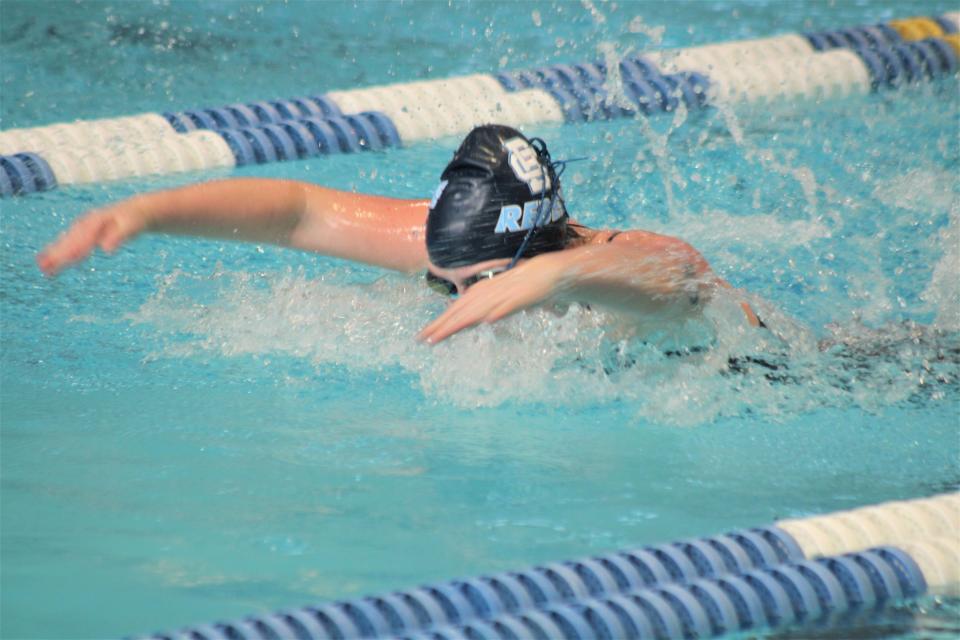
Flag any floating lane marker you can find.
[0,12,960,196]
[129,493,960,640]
--
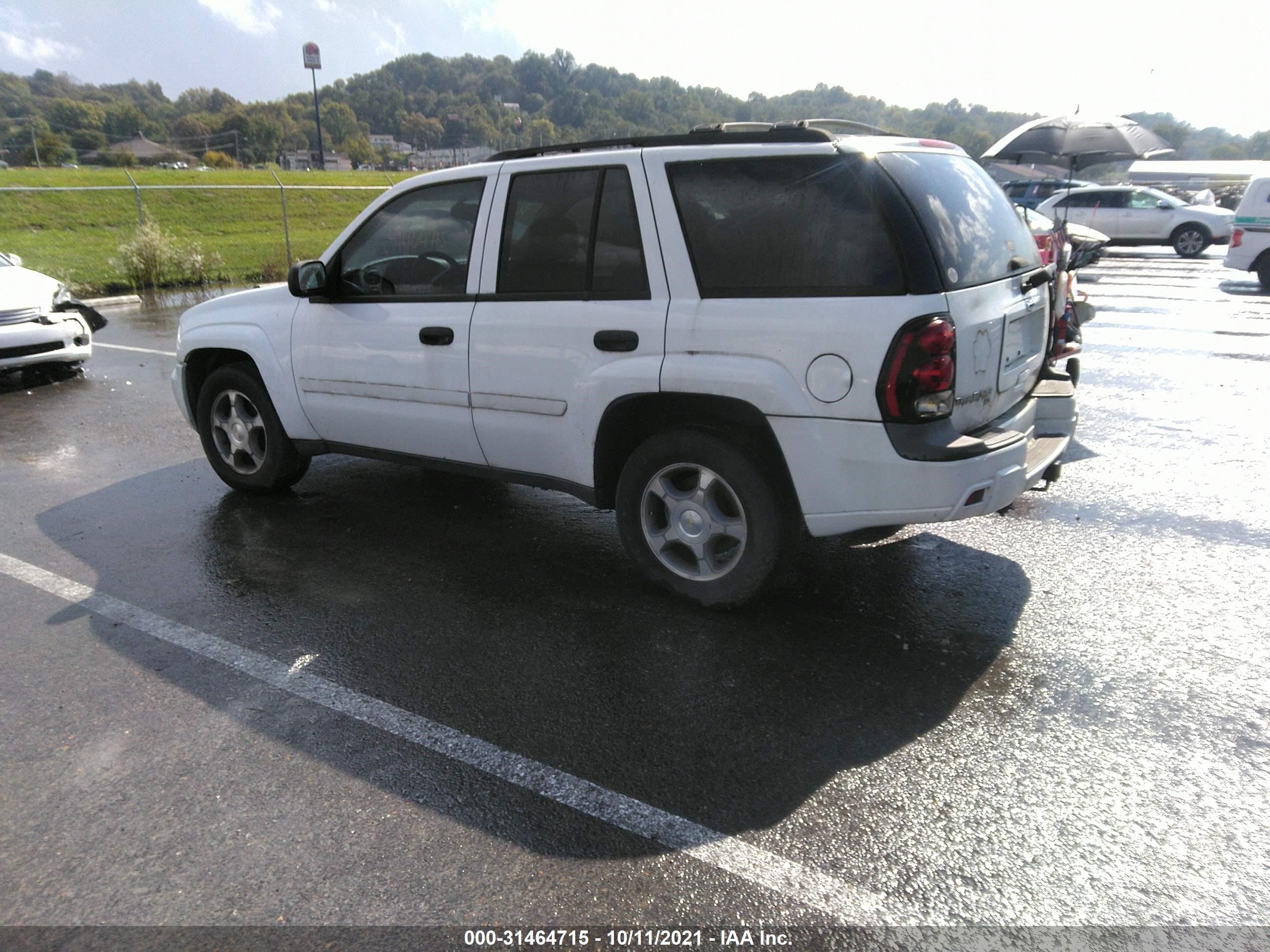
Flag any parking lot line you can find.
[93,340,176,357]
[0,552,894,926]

▸ Problem description
List each line in the records above that contains the word "Flag", treating uppercase and lowercase as different.

▸ Correct answer
Flag any floating lane marker you can find.
Flag any parking lot line you can find.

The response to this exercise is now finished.